- [Task to complete]:
Exactly the lines from the one containing "Task: Expected behaviour is that every instance of the tree" through the end of the data below are to be reproduced, and nothing besides them.

- [Information shown]:
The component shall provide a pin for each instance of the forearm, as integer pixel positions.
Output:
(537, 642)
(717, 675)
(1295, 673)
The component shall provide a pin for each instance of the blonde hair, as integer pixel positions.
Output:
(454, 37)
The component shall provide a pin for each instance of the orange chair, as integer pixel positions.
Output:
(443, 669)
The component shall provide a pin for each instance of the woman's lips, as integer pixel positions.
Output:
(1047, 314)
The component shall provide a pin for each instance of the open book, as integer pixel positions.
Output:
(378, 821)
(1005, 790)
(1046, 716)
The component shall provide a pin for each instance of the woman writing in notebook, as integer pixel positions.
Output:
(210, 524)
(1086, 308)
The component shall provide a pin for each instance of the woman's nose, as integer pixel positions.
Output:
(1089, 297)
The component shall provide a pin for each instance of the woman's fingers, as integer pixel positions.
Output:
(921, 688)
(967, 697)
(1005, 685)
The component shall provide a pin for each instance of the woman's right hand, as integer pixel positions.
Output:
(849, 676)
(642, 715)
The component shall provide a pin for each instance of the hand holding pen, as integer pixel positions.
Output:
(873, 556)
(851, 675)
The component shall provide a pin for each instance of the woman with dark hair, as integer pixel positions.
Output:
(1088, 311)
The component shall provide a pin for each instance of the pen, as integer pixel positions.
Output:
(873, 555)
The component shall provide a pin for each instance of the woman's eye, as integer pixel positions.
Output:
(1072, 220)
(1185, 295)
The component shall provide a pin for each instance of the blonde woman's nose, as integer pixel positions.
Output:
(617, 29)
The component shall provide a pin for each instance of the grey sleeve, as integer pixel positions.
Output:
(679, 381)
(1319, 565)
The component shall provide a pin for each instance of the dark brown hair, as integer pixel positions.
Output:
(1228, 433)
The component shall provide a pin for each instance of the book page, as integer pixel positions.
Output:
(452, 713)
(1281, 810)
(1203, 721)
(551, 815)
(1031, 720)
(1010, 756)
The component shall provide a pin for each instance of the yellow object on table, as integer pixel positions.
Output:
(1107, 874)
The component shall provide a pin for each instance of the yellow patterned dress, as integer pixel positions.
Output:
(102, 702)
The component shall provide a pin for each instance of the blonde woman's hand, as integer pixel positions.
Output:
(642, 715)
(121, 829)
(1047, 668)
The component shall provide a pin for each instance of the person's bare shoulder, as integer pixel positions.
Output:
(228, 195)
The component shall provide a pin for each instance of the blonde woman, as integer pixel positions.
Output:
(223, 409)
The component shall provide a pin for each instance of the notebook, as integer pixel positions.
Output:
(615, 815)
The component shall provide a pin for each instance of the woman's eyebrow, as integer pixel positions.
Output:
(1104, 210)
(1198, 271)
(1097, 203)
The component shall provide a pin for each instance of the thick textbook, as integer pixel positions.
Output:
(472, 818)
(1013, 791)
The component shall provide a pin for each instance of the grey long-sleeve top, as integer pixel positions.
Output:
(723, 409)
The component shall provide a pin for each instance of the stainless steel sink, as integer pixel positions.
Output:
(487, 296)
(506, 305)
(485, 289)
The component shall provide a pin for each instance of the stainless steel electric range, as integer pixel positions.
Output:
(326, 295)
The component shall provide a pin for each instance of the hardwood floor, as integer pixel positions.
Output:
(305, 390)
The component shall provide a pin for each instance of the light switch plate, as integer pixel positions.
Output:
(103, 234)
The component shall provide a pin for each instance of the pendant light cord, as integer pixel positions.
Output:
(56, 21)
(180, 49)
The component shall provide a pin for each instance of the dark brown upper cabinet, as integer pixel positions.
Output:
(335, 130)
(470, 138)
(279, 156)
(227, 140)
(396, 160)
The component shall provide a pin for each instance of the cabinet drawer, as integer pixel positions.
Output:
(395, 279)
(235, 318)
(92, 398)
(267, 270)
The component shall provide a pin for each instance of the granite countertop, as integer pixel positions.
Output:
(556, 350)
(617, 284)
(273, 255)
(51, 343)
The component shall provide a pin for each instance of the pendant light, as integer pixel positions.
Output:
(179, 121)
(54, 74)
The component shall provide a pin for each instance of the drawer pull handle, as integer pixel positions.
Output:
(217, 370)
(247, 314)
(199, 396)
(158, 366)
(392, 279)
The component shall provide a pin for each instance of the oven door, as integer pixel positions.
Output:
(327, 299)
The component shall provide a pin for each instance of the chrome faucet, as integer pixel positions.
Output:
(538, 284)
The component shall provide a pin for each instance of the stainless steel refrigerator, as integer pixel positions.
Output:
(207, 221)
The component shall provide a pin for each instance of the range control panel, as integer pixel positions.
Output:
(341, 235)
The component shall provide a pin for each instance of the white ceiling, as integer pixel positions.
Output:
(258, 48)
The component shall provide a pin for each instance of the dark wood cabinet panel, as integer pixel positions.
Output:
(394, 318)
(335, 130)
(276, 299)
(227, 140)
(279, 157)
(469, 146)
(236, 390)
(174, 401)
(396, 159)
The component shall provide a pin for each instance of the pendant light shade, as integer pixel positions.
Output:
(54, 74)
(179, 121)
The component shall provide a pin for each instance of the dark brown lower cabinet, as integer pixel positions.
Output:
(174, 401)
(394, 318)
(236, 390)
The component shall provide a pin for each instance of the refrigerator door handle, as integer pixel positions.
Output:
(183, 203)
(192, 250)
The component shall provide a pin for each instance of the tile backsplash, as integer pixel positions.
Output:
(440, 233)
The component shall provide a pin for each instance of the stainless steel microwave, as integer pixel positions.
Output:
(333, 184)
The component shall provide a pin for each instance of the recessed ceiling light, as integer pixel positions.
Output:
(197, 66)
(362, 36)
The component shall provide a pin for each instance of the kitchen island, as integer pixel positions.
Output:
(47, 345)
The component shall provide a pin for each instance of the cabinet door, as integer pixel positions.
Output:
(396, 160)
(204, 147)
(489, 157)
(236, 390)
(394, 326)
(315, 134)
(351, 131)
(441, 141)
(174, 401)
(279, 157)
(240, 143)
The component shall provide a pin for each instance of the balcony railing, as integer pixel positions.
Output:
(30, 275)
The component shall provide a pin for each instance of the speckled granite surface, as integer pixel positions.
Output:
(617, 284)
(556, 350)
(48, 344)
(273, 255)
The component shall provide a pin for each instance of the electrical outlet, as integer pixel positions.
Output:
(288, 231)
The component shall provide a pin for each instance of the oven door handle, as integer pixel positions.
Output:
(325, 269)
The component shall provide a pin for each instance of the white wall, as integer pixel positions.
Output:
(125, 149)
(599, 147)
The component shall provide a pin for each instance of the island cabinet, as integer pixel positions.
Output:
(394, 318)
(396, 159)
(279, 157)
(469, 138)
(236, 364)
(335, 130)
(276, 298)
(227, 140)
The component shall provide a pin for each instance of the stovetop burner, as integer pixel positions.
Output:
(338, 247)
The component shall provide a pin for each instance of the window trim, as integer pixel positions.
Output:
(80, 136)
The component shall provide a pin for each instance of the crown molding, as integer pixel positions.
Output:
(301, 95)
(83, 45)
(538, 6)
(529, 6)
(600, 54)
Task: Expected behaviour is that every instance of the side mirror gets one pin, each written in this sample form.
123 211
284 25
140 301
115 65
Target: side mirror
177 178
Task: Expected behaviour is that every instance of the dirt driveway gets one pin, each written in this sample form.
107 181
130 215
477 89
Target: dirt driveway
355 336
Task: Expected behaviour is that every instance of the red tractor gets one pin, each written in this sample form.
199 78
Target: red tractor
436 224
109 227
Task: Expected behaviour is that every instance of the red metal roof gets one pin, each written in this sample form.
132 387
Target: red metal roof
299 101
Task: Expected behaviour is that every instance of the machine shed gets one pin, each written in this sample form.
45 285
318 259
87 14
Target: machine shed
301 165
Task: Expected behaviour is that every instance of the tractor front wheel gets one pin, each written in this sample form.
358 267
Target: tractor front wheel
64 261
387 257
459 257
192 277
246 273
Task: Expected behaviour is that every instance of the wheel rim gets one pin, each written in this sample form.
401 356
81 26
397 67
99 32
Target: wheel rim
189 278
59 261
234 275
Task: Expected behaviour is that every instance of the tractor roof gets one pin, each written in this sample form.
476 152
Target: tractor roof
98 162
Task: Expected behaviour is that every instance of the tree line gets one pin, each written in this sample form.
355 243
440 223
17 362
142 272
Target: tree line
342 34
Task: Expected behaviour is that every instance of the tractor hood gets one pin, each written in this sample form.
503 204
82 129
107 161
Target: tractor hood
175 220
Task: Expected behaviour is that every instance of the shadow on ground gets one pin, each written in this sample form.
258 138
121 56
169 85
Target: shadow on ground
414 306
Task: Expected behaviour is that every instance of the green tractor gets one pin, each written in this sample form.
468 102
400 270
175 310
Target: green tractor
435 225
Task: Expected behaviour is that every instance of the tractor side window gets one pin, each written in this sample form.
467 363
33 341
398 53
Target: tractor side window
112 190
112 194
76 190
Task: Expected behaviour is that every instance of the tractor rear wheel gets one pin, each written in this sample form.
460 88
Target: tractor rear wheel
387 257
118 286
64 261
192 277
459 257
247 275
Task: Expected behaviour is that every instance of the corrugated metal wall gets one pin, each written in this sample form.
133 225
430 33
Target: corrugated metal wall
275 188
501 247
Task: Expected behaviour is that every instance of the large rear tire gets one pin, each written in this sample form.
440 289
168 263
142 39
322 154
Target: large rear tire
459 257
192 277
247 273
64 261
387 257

- [Task result]:
Task: Expected behaviour is that every instance of the tree line gets one pin, each written in this sample form.
355 243
440 223
17 362
142 272
Target: tree line
342 34
Task: Expected behaviour is that every instance of the tractor hood gets one pin, each written in this sample form.
503 204
82 129
107 161
Target: tractor hood
175 220
Task: Expected behaviour is that every instance of the shadow on ground gets one pin, each written in this sample form.
258 138
121 56
169 85
Target: shadow on ground
414 306
Task: Expected behaviour is that every instance of the green tractor gets one pin, each written in this sample form.
468 102
400 270
175 310
Target: green tractor
435 225
Task: Expected behaviour is that every instance of the tractor side window gets one pin, each written in this sample form.
467 363
33 341
398 53
Target: tractor side window
112 190
112 194
76 190
Task: Expected behaviour is that every instance of the tractor rear wheel gets one pin, each written in this sample form.
460 88
Target: tractor rear wheel
387 257
118 286
64 261
192 277
459 257
247 275
Task: Expected behaviour is that every instance of the corrugated metal wall gets one pin, each written in this sample form.
133 225
430 33
Target: corrugated metal wall
275 188
501 247
Task: Expected behaviour is that every instance of the large rear tire gets one pin, each written in this sample form.
440 289
168 263
142 39
322 154
Target: large rear tire
459 257
192 277
247 273
64 261
387 257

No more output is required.